Transcribe the entries below exactly; leave every image out.

*Stored data entries*

* START *

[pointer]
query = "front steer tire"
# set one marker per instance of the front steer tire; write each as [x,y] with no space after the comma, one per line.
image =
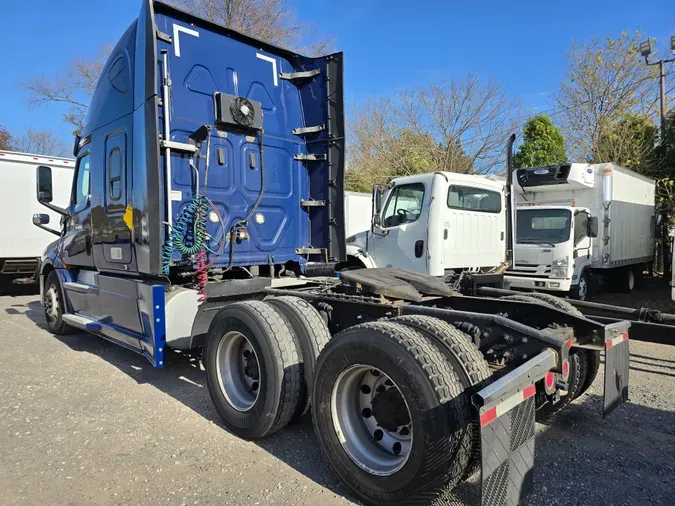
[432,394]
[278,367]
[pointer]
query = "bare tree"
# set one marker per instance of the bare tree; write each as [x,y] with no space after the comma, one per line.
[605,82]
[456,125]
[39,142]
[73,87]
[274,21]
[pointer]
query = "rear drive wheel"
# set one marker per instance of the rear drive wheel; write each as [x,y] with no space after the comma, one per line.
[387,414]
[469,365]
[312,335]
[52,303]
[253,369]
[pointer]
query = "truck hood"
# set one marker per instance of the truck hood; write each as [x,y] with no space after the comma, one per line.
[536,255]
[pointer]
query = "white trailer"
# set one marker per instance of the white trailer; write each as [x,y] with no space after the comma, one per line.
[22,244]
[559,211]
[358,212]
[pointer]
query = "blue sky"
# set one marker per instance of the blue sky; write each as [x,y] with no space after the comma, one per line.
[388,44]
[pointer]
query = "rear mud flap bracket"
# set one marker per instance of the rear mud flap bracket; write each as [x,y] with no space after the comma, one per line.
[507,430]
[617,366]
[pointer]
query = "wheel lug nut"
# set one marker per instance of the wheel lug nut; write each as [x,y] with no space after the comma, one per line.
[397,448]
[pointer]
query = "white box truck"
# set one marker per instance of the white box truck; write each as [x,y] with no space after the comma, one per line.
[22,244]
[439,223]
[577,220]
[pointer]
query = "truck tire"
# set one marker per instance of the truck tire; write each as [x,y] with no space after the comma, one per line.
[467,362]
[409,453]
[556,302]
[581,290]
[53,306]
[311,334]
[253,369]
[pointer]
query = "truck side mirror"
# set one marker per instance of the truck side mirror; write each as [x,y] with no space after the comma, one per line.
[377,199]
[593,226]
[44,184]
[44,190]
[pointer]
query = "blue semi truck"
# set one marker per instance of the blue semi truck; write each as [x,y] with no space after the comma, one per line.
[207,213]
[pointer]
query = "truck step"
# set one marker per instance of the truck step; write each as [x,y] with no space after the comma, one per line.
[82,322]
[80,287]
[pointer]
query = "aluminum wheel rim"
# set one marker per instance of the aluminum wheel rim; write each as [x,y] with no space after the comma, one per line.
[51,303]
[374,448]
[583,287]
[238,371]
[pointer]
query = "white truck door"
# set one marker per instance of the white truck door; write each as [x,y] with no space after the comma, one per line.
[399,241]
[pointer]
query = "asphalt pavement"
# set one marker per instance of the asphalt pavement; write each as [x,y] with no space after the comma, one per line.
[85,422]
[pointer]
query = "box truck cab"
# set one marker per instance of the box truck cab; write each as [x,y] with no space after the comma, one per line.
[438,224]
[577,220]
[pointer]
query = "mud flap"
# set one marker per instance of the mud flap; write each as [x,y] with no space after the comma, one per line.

* END *

*Written solution*
[pointer]
query = "front steer tire"
# set one marker per instance of the front steer tire; write each as [x,y] with no space after the comma, one per line.
image =
[432,394]
[278,367]
[pointer]
query = "bare tree"
# set one marker per instance of the bare tree; write each as [x,y] with no space after the comma, one per line.
[605,82]
[456,125]
[39,142]
[73,87]
[274,21]
[pointer]
query = "rear drive wheel"
# set one marker per instance of the rear drive wheel; write each as [x,y] with no space after the comma, one per line.
[387,414]
[469,365]
[312,335]
[52,303]
[253,369]
[pointer]
query = "truck hood"
# set one marker per instance of the truck hood; write each as [x,y] with no space after the comma, one per line.
[536,255]
[pointer]
query = "white trailer"
# set one marker per instance of the white trailer; write each as [x,y] with no space after the comma, one per line.
[22,244]
[559,211]
[358,212]
[pointer]
query = "blue sky"
# set one marker per instance of the blue sky; write each as [x,y] with no space after the comma, one per line.
[388,44]
[pointer]
query = "rear mud flap bracket"
# set one marker per instance of the rear mud flap bracket; write each as [x,y] with no space after the comma, one per line.
[507,430]
[617,366]
[pointer]
query = "wheel lug nut"
# set one marker per instance of the wheel lug nut; write each as [x,y] with no space after the comma, one per line.
[397,448]
[pointer]
query = "white box truck"
# set one marker per instance of the white box truck; write each as [x,y] with no space after the comma, one per line.
[22,244]
[439,223]
[577,220]
[pointer]
query = "truck tire"
# set one marker per instance of the truck tire; write each as [x,y] with no space after the comma, one per line.
[467,362]
[409,453]
[556,302]
[581,290]
[53,306]
[311,334]
[253,369]
[pointer]
query = "truck side mirror"
# set one marker per instance of the truck side mirror; write each as [x,y] with no space after the comma, one per line.
[377,199]
[593,226]
[44,184]
[44,190]
[pointer]
query = "blue semi truck"
# set one marker per instance of the blue semi truck; write each as [x,y] with no space after the comma, one per line.
[207,213]
[pointer]
query = "truck step"
# set one marker per instance of the truck step; write each as [x,y] with no space after the comma, one per line.
[82,322]
[80,287]
[pointer]
query = "aluminum wheel rim"
# set one marker per instance of the aluminum wheel rim; write each as [x,y] with no space after the comma, one per line.
[51,303]
[374,448]
[583,287]
[238,371]
[pointer]
query = "white truck door"
# set one marker per instance of the white truck door; write each as [x,y] with no space after the comma, one per line.
[399,241]
[pointer]
query = "asphalt pavement"
# set one marker per instance of the asphalt pavement; write each as [x,y] with no space after the comma, one per line.
[85,422]
[pointer]
query = "box truck cab"
# set one marker per instance of the box truck cab; write each as [x,y] with no space after the comma, one per line.
[438,224]
[577,220]
[pointer]
query = "mud flap"
# set one marker per instance of the mud flap; write each as [x,y] with no space after the comma, one per line.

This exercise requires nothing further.